* EXERCISE DETAILS: Go through the material line by line. Say how many lines contain the word "above", and give nothing more.

* DATA FOR THIS TASK:

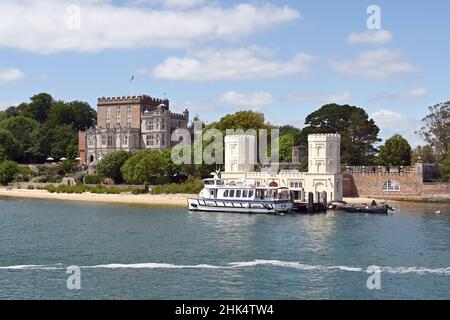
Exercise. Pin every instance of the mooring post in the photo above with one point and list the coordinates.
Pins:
(325, 202)
(310, 202)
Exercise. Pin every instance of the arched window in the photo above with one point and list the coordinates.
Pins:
(391, 185)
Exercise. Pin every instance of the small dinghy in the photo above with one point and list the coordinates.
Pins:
(384, 208)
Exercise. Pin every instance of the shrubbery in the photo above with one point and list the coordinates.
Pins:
(8, 171)
(191, 186)
(81, 188)
(92, 179)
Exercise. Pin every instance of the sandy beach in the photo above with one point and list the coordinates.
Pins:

* RESULT OF THIS TASK: 5